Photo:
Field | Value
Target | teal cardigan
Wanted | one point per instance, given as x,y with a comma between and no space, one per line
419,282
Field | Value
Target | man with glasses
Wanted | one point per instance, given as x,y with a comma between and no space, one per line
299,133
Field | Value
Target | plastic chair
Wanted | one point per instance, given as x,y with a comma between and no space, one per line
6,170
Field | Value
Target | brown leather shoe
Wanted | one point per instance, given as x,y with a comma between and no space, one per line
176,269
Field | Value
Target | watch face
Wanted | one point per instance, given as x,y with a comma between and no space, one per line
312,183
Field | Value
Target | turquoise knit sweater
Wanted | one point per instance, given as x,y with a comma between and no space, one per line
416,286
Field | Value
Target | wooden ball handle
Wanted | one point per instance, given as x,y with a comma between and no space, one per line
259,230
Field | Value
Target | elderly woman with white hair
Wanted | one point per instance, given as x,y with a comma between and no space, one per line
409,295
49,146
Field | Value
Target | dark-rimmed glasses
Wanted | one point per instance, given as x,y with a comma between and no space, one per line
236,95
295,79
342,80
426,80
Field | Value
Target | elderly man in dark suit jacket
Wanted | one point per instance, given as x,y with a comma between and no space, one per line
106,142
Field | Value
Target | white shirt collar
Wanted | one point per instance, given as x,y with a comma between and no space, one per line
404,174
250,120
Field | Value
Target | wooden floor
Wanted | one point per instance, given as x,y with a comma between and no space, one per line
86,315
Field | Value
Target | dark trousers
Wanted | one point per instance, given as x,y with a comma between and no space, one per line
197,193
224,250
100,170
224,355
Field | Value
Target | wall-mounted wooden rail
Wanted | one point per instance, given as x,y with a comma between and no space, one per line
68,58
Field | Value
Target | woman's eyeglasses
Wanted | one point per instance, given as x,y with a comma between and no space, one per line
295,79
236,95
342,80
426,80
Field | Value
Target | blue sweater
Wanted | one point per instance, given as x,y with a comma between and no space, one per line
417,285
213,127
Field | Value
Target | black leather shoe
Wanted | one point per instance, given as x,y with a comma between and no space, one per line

◇ ◇ ◇ ◇ ◇

### PROBLEM TO SOLVE
All of the entries above must be output word for word.

### REPLY TO THE EXERCISE
Photo:
Field | Value
Target | teal cardigan
Wanted | one point per instance, given as x,y with a comma between and no space, one per line
419,282
Field | Value
Target | man with glasses
Wanted | one point per instance, given as x,y with a comma between and no space, one per line
299,133
Field | Value
Target | plastic chair
Wanted | one point per instance, given as x,y with a comma between and no space, one per line
6,170
Field | Value
Target | brown leather shoe
Wanted | one point per instance, given as x,y with a comma between and no space, one per line
176,269
Field | Value
Target | watch face
Wanted | one point per instance, given as x,y with a comma between and no space, one per line
312,183
Field | Value
Target | turquoise knit sweater
Wanted | one point per instance, given as x,y with a comma between and no space, one per line
416,286
Field | Value
Target | wooden ball handle
Wanted | one point per instance, given as x,y with a comma between and no space, one per line
259,230
Field | Value
Target | elderly woman with white hair
Wanted | one point per instance, given as x,y with a comma between and no space, one per line
409,295
49,146
Field | Value
Target | dark-rimmed glasses
Wanted | one point per instance, given as x,y with a comma between and no space, one per line
236,95
295,79
342,80
426,80
Field | Value
Target | elderly man in dark suit jacket
Wanted | one point per instance, given as x,y with a comma between and no space, one per line
106,142
Field | Value
Target | white shirt collar
Wanted | one point per instance, given as x,y with a comma between and no space, one per line
404,174
250,120
Field | Value
Target | wooden floor
Wanted | one point per instance, given as x,y with a comma between and no space, one per line
86,315
Field | Value
Target | dark trousers
Wanted | one point per instance, given as x,y with a comma between and no space, one per line
197,193
224,250
100,170
224,355
Field | Value
Target | wall-mounted wooden rail
Wanted | one point per instance, given as x,y with a comma between and no space, one per line
68,58
Field | Value
Target | woman's eyeglasses
Wanted | one point per instance, given as x,y with a comma between and no space, one per line
295,79
236,95
342,80
426,80
Field | Value
Target | blue sweater
Wanted | one point per instance, given as x,y with a comma between and no space, one per line
417,285
213,127
Field | Value
Target | black leather shoe
Wanted | one point per instance, given as x,y with a comma between and no space, one per line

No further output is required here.